— start of Supplied records —

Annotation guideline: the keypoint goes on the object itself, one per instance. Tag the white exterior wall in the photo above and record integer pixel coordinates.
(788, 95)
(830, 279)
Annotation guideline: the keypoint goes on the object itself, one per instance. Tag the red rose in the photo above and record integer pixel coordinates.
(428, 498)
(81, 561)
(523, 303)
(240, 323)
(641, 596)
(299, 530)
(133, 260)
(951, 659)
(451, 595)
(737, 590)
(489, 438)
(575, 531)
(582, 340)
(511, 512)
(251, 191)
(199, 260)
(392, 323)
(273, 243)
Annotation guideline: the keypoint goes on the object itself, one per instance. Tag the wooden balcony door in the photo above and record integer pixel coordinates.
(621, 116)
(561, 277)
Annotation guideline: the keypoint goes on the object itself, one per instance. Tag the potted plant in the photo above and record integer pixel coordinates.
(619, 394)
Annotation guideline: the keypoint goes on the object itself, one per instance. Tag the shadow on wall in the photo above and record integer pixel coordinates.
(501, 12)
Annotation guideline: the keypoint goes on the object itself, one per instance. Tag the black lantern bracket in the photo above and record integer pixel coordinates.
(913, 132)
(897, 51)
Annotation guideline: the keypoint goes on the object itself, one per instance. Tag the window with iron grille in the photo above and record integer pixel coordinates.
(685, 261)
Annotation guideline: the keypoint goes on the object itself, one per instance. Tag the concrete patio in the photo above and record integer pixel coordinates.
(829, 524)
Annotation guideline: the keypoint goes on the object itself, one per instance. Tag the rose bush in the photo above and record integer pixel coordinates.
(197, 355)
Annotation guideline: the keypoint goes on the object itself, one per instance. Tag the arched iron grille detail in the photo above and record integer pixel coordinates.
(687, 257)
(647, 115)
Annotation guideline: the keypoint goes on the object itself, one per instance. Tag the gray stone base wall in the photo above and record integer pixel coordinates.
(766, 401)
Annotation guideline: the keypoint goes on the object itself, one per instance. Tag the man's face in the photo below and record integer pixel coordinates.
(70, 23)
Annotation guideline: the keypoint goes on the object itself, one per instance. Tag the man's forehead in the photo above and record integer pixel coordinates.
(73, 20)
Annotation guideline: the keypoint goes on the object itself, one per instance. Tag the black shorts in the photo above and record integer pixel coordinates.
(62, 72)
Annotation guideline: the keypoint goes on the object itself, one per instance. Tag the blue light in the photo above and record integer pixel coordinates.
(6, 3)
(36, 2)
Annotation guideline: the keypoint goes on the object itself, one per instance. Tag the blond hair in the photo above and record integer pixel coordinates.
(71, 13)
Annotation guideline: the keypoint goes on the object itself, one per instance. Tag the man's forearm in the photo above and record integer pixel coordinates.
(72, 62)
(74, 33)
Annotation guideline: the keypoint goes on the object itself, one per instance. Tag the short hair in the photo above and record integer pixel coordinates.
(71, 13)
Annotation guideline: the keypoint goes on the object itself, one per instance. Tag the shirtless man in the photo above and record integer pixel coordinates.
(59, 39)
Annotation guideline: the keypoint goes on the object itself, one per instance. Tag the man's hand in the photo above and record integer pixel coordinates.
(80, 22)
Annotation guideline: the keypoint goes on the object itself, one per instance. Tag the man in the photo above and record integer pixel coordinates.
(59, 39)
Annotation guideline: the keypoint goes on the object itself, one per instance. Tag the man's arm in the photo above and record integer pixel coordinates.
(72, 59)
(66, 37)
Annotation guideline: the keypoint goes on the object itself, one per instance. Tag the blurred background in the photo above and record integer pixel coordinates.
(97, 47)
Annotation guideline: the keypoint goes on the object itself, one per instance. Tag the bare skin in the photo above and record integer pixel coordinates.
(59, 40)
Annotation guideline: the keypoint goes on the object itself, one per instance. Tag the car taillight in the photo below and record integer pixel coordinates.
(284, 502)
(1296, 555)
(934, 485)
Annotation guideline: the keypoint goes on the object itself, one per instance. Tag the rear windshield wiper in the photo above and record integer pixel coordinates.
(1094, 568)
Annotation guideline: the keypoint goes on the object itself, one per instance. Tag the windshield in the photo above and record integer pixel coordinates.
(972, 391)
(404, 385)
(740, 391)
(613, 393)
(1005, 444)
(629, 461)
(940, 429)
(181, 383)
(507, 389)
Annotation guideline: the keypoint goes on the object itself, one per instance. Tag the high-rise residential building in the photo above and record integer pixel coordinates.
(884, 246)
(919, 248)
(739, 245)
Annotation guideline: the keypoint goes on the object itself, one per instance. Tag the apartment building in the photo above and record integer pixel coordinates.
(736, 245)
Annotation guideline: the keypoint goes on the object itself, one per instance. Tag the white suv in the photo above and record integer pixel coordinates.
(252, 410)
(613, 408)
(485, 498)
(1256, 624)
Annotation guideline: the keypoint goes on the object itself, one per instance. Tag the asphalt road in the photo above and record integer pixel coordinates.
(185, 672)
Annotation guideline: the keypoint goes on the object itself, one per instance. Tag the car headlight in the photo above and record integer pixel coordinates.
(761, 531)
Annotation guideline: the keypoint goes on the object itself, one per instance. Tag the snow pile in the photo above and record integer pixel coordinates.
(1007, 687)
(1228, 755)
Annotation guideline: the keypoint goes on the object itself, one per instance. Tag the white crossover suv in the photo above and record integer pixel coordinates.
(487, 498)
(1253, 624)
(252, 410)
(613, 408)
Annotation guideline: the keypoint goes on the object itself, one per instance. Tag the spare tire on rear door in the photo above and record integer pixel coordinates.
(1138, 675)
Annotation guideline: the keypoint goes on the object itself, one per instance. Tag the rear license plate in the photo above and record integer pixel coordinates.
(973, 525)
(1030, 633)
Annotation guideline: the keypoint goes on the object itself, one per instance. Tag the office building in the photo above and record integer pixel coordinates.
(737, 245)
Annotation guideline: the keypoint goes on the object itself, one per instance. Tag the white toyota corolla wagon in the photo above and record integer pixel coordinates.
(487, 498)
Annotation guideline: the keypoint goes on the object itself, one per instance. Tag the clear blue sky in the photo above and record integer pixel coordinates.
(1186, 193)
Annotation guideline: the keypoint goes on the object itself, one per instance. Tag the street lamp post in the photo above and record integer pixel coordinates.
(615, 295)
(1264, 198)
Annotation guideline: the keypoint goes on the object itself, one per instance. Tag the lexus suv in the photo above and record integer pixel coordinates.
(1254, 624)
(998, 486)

— end of Supplied records —

● Task goal
Reproduce every line of the material above word for word, keeping the original order.

● Finished answer
Annotation guideline: the keypoint goes on the object itself, one per instance. Tag the white exterior wall in the photo above and record integer pixel coordinates.
(788, 95)
(830, 279)
Annotation guideline: the keypoint goes on the object itself, one per instance. Tag the red rose in the photo above and record integer pixel coordinates.
(428, 498)
(81, 561)
(523, 303)
(240, 323)
(641, 596)
(299, 530)
(133, 260)
(951, 659)
(451, 595)
(737, 590)
(489, 438)
(575, 531)
(582, 340)
(511, 512)
(251, 191)
(199, 260)
(392, 323)
(273, 243)
Annotation guideline: the keypoint goes on the object itself, one per instance. Tag the wooden balcony door in the photo above and record integer pixel coordinates.
(621, 116)
(561, 277)
Annotation guideline: the keypoint goes on the object itself, one per instance. Tag the potted plant in the photo above and record integer pixel coordinates.
(619, 394)
Annotation guideline: the keypoint goes on the object itself, one per instance. Tag the shadow on wall in the photo above and record integer pixel coordinates.
(501, 12)
Annotation guideline: the keypoint goes on the object itself, one per instance. Tag the black lantern bracket in the photo above and record integer pixel coordinates.
(913, 132)
(897, 51)
Annotation guideline: the keypoint goes on the object itself, one per instance. Tag the window with iron grille in the photo above and record integer pixel coordinates.
(685, 261)
Annotation guideline: the keypoint goes on the object itself, one per instance. Tag the concrete patio in the photo above and record integer pixel coordinates.
(829, 524)
Annotation guideline: the keypoint goes on the object itself, one per instance. Tag the rose bush in the photo above and record integer pixel coordinates.
(197, 355)
Annotation guideline: the keypoint goes on the object itself, one per instance. Tag the arched iron grille detail in the photo above and record integer pixel coordinates.
(687, 257)
(647, 115)
Annotation guideline: the keypoint goes on the object itself, one per instance. Tag the gray stone base wall in the photo above and record integer pixel coordinates.
(766, 401)
Annotation guideline: the keypoint goes on the object itself, one per instance. Tag the man's face in the photo below and record integer pixel coordinates.
(70, 23)
Annotation guideline: the keypoint goes on the object itself, one per instance. Tag the man's forehead in the photo above and record integer pixel coordinates.
(73, 20)
Annotation guideline: the keypoint goes on the object itself, one per instance. Tag the black shorts in the photo above and record integer pixel coordinates.
(62, 72)
Annotation guideline: the keypoint goes on the object itself, one per instance. Tag the blue light in the photo above and record integer pixel coordinates.
(6, 3)
(36, 2)
Annotation guideline: the keypoint goes on the object itself, one per instance. Tag the blond hair in the photo above and record integer pixel coordinates.
(71, 13)
Annotation guideline: the keypoint goes on the object itself, one per instance. Tag the man's forearm in the photo above and record integer pixel coordinates.
(72, 62)
(74, 33)
Annotation guideline: the keypoint goes on the object itself, one per instance. Tag the short hair in the photo above and record integer pixel coordinates.
(71, 13)
Annotation guideline: the keypoint goes on the object itself, one per instance. Tag the shirtless man in the photo above and record integer pixel coordinates.
(59, 39)
Annotation guideline: the keypoint goes on the object itself, one per instance. Tag the man's hand in the photo above and record integer pixel coordinates.
(80, 22)
Annotation guideline: the keypoint goes on the object itself, one per instance. Tag the man in the photo above and record integer pixel coordinates.
(59, 39)
Annotation guideline: the keypoint goes on the object itself, one per instance. Tag the man's arm in the photo above and record integer pixel coordinates.
(72, 59)
(66, 37)
Annotation guideline: the keypoint goes on the object itself, one per instance. Tag the blurred background in the photo above and record integer pixel coordinates.
(97, 47)
Annotation guideline: the keypoint goes on the object itself, one per instance. Tag the bare skin in the photo above and record integer pixel coordinates.
(59, 40)
Annotation guideline: the keypoint goes on the object itself, one per instance. Tag the car taillight in the photo below and record integer pixel coordinates.
(284, 502)
(1296, 555)
(934, 485)
Annotation guideline: the keypoint goes on the object itself, one per instance. Tag the rear windshield wiper in the photo above and record integer pixel coordinates.
(1094, 568)
Annotation guideline: the keypoint goes on the object itself, one per instance. Tag the windshield in the photo above and record integer pixel coordinates.
(972, 391)
(404, 385)
(740, 391)
(613, 393)
(1005, 444)
(629, 461)
(940, 429)
(181, 383)
(507, 389)
Annotation guideline: the keypoint goes on the object itself, one per instance. Tag the high-rise residential building in the photo above and record integer pixel coordinates.
(884, 246)
(919, 248)
(739, 245)
Annotation guideline: the keypoint goes on the object itself, one per instance. Tag the apartment building in the photo above and record integer pixel coordinates.
(736, 245)
Annotation guideline: the keypoint goes on the object itself, one per instance. Tag the white suv in the photo above and record integer pixel coordinates.
(252, 410)
(613, 408)
(485, 498)
(1256, 624)
Annotation guideline: the keypoint goes on the object itself, one per instance. Tag the asphalt road in the photo above and record integer pixel coordinates.
(185, 672)
Annotation guideline: the keypoint goes on the object itself, one per instance. Tag the car headlight in the photo above and record integer pixel coordinates.
(761, 531)
Annotation guideline: the keypoint goes on the object itself, one per instance. Tag the snow pile in the photo above and record integer pixel coordinates.
(1007, 687)
(1228, 755)
Annotation guideline: the keypoint goes on the object itself, one per instance. Tag the white crossover suv in the photo above and record integer pixel coordinates.
(487, 498)
(1253, 624)
(252, 410)
(613, 408)
Annotation guideline: the keypoint goes on the object itself, one per instance. Tag the spare tire on rear door in the photo above and record integer pixel coordinates.
(1138, 675)
Annotation guideline: the keypoint goes on the object itself, one per instance. Tag the rear license plate in the photo above and record integer pixel coordinates.
(973, 525)
(1030, 633)
Annotation guideline: the keypoint goes on the object itself, one per instance. Tag the office building in the photo above and record integer pixel coordinates.
(737, 245)
Annotation guideline: the keypoint goes on the object itself, one per instance. Tag the white toyota corolla wagon in the photo above and record integer pixel coordinates.
(487, 498)
Annotation guideline: the keypoint goes on the object itself, one per instance. Tag the clear blue sky in the photo above and record integer pixel coordinates.
(1186, 193)
Annotation guideline: the keypoint goes on the object itself, one per instance. Tag the street lamp post in the photo above and record integer pixel coordinates.
(615, 295)
(1264, 198)
Annotation guideline: the keypoint goes on the object itself, one per instance. Tag the lexus suv in the photo above and record integer pixel coordinates.
(1254, 624)
(998, 486)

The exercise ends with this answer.